_Activities_
a) In the report below on Abuzed Omar Dorda's injuries, who is named as the UN's special representative to Libya?
b) Extend the report on Abuzed Omar Dorda's injuries, writing onward from its final sentence.

(Exercise text Opens)

[This is the headline over a report published yesterday in the Checkpoint Washington section of The Washington Post website. It reads in part:]
The former intelligence chief to Libyan leader Moammar Gaddafi was seriously injured Tuesday while in the custody of the National Transitional Council, fueling concerns about the treatment of loyalists to the deposed government.
The cause of Abuzed Omar Dorda’s injuries are disputed, but a relative of Dorda, a one-time UN envoy, has appealed to UN Secretary General Ban Ki-moon and the Security Council president to intercede with Libyan authorities to protect the former official, saying he had been the target of an assassination attempt by his jailers. The UN’s special representative to Libya, Ian Martin, has instructed his staff to look into the claim.
“Mr Dorda survived a murder attempt last night, 25 October, 2011, at the hands of his guards in the building where he was arrested,” Adel Khalifa Dorda, a nephew and son-in-law of the Gaddafi loyalist, wrote on behalf of the Dorda family. “He was thrown off the second floor leading to several broken bones and other serious injuries.”

(Exercise text Closes)
(Source data Opens)

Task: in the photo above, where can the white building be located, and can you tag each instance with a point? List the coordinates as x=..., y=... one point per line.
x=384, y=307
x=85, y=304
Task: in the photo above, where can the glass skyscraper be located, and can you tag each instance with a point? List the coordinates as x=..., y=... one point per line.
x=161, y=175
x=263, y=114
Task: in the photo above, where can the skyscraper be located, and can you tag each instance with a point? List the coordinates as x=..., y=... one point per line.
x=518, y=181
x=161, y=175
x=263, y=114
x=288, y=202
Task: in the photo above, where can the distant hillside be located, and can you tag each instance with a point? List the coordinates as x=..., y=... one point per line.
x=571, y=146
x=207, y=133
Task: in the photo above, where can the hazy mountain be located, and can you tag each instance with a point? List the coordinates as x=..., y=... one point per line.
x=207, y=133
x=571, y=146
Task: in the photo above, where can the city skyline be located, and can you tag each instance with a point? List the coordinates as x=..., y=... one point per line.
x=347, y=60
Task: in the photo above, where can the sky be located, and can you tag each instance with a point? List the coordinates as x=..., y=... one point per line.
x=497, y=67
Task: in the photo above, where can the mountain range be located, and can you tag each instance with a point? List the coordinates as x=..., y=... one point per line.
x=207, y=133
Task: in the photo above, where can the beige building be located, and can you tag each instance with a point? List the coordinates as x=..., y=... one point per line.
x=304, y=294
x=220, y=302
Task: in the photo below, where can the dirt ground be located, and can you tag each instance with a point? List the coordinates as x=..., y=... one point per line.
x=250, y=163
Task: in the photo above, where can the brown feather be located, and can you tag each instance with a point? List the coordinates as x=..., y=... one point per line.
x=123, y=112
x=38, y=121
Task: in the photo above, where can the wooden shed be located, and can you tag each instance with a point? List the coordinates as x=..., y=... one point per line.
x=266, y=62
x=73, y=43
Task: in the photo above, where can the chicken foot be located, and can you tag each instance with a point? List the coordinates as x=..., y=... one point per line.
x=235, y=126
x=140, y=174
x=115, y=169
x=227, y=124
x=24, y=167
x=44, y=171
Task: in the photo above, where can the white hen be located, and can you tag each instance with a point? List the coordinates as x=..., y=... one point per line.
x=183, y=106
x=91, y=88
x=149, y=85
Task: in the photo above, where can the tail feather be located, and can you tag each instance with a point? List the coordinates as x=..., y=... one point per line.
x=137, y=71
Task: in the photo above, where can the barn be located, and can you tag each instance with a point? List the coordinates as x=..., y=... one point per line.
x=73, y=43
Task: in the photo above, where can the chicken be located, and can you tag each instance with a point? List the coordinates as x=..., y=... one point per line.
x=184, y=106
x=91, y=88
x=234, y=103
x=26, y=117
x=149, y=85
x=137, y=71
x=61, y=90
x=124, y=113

(Source data Closes)
(Source data Opens)

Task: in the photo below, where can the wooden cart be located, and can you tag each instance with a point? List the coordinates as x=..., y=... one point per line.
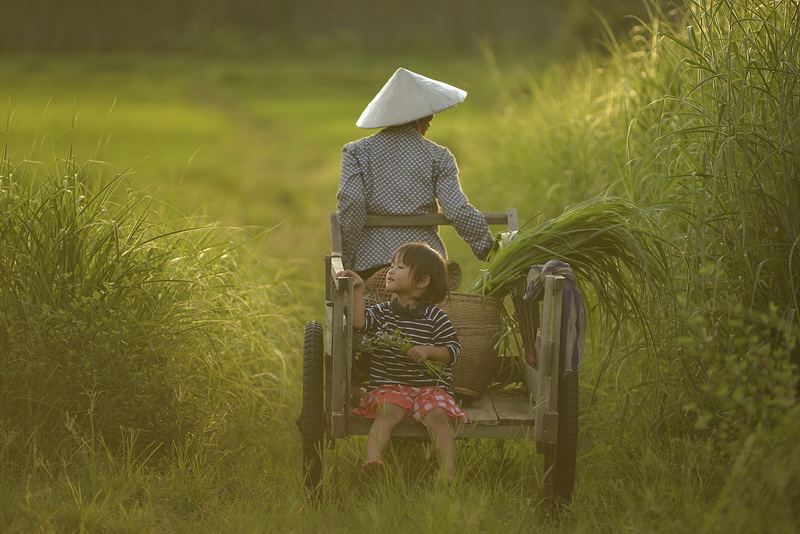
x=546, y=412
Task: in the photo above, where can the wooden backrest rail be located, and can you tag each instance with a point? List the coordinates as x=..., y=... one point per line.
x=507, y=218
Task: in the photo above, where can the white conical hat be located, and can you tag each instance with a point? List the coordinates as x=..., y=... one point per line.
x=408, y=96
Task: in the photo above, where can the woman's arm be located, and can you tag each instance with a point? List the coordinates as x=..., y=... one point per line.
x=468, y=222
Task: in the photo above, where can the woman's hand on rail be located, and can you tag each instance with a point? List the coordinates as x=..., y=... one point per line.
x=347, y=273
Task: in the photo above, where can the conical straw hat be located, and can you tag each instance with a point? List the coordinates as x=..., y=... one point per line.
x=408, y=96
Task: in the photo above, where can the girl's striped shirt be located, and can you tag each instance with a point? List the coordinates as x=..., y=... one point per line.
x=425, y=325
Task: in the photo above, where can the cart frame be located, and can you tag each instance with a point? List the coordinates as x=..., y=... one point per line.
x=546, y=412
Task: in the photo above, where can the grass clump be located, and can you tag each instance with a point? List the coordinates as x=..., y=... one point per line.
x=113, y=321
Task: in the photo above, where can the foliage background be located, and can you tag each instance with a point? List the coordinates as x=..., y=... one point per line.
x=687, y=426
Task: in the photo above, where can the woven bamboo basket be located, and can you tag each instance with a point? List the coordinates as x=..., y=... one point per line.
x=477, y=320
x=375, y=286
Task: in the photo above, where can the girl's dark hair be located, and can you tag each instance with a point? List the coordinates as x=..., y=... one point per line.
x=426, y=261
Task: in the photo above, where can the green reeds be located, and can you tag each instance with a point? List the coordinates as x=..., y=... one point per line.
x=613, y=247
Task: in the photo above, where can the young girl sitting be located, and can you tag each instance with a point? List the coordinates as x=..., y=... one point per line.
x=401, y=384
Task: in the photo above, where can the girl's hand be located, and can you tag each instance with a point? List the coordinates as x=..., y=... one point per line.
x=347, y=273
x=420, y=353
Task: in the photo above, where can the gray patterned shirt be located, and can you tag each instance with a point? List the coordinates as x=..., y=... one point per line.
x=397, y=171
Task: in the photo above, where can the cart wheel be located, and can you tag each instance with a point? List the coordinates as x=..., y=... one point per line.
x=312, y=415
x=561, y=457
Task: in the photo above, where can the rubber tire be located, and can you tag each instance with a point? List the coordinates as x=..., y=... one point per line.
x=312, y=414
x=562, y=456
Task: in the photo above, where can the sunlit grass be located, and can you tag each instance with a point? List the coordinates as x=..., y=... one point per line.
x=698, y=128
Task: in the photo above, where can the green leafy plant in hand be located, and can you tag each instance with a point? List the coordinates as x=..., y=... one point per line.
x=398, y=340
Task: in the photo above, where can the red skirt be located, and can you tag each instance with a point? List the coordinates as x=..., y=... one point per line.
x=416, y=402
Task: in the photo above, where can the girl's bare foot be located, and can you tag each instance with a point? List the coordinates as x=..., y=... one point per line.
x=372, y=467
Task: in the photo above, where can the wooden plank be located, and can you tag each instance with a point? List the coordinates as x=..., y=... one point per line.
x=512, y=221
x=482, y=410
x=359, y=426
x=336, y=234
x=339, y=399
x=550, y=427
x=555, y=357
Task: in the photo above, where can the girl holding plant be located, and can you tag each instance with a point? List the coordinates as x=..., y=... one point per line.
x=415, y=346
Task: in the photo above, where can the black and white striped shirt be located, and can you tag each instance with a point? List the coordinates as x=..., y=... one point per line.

(Source data Closes)

_Written responses_
a) Ian Martin

b)
The nephew said authorities were forced to move Dorda to a hospital in Tripoli, where “as of now he is being held under extremely poor conditions.”
The militiaman in charge of the hospital on Thursday confirmed Dorda was injured but refused to allow a reporter to interview him. The militiaman, Sadiq Turki, gave varying accounts of how Dorda was injured, first saying he had tried to commit suicide by jumping out of a second-story window, then saying the former official had been trying to escape his detention facility.
“He’s the one who gave orders to kill and rape in Tripoli,” Turki told a reporter at the Mitiga military hospital. He declined to allow a reporter to talk to Dorda, saying, “This is confidential.” (...)
[Surgeon, Faraj] Al-Farjani and another doctor, Yahia Moussa, said Dorda’s wounds weren’t life-threatening but were serious for a 71-year-old man. The doctors said they hadn’t been able to question Dorda about how he was injured. (...)
Dorda had long been a high-ranking official in Gaddafi’s government, playing a role during his years at the United Nations in negotiating the deal that ended UN sanctions on Libya imposed after the 1988 bombing of Pan Am Flight 103 over Lockerbie, Scotland, and paving the way to a financial payout to relatives of the victims.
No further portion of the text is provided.